_OBJECTIVE:_
Turn the lines below into a numbered list, starting at the one containing "Could you please identify the shingled" and running through the last line, both ends included. Leave out any blank lines.

_DATA PROVIDED:_
--- begin ---
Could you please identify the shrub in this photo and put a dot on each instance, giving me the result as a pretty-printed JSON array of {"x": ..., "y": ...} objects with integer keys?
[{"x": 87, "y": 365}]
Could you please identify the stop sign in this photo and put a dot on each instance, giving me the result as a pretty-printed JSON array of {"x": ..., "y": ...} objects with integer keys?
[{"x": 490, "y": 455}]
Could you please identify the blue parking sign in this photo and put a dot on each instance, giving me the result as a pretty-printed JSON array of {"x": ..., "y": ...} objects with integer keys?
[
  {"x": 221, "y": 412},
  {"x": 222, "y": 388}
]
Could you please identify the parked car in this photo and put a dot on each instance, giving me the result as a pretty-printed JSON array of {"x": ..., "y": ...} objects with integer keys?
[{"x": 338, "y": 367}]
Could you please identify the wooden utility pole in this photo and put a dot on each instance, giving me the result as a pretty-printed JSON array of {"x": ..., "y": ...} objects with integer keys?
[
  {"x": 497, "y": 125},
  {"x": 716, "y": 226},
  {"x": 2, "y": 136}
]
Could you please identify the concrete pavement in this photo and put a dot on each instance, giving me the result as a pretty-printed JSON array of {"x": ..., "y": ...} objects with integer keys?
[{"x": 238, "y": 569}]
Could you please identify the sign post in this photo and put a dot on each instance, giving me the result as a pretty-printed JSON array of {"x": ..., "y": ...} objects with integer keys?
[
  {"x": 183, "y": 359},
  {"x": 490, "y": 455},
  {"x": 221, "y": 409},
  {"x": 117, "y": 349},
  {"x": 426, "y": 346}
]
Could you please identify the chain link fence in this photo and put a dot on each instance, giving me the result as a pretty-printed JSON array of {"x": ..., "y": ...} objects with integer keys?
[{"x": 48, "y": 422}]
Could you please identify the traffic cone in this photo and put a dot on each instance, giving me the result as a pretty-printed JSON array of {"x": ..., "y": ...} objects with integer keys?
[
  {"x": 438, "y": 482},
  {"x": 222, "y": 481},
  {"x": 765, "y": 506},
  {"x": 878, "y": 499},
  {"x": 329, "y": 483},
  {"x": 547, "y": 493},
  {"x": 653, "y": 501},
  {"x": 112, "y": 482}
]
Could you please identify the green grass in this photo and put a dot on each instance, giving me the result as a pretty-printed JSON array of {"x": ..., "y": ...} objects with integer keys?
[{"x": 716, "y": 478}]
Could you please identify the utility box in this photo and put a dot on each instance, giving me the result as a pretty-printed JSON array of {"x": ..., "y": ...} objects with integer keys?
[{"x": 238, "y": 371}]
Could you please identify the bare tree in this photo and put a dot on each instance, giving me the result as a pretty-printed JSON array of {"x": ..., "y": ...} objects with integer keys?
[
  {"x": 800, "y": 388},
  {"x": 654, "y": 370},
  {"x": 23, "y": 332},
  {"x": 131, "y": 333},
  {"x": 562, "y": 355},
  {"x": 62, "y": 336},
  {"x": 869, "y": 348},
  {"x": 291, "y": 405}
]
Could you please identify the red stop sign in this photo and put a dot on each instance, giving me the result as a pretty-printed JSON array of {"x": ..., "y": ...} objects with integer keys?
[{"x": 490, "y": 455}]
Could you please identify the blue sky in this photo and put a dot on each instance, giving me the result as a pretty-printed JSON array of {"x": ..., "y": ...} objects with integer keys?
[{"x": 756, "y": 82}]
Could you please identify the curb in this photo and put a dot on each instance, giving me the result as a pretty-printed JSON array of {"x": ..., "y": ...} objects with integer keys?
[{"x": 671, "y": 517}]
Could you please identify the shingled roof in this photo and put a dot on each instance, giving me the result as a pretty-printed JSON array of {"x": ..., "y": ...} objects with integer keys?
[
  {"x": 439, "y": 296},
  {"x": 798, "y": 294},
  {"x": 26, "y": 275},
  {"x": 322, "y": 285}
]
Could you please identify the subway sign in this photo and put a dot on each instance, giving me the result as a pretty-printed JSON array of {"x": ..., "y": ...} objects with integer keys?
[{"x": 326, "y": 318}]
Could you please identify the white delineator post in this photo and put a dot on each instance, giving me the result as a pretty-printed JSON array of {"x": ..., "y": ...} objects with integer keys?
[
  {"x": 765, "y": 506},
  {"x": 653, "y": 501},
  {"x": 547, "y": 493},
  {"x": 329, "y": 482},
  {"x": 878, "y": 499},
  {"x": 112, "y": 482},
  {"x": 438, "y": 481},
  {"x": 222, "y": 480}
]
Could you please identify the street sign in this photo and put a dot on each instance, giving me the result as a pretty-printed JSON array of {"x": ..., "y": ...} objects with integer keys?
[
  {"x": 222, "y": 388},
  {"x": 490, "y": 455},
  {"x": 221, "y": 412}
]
--- end ---
_EXERCISE SOLUTION:_
1. Could you please identify the shingled roof in this photo and put a dot on each instance, giving me the result as a pretty-printed JSON array of {"x": ..., "y": ...} objects with integer keys?
2. [
3.   {"x": 439, "y": 296},
4.   {"x": 798, "y": 294},
5.   {"x": 26, "y": 275},
6.   {"x": 322, "y": 285}
7. ]
8. Could you please identify the subway sign in this photo and put a dot on each instance, giving me the result as a pretty-printed JSON array of {"x": ..., "y": ...} objects with integer keys?
9. [{"x": 326, "y": 318}]
10. Could you please identify the white delineator post in this photo and put a dot on each instance, giving me the result as a pretty-printed JSON array of {"x": ..., "y": ...} objects with integer keys?
11. [
12.   {"x": 765, "y": 506},
13.   {"x": 653, "y": 501},
14.   {"x": 547, "y": 493},
15.   {"x": 329, "y": 482},
16.   {"x": 878, "y": 499},
17.   {"x": 112, "y": 482},
18.   {"x": 438, "y": 481},
19.   {"x": 222, "y": 480}
20. ]
21. Could you please identify the street sign in this photo and put a dot on each instance, giving me the result as a pretty-printed JSON array of {"x": ..., "y": ...} objects with integer keys?
22. [
23.   {"x": 222, "y": 388},
24.   {"x": 490, "y": 455},
25.   {"x": 221, "y": 412}
26. ]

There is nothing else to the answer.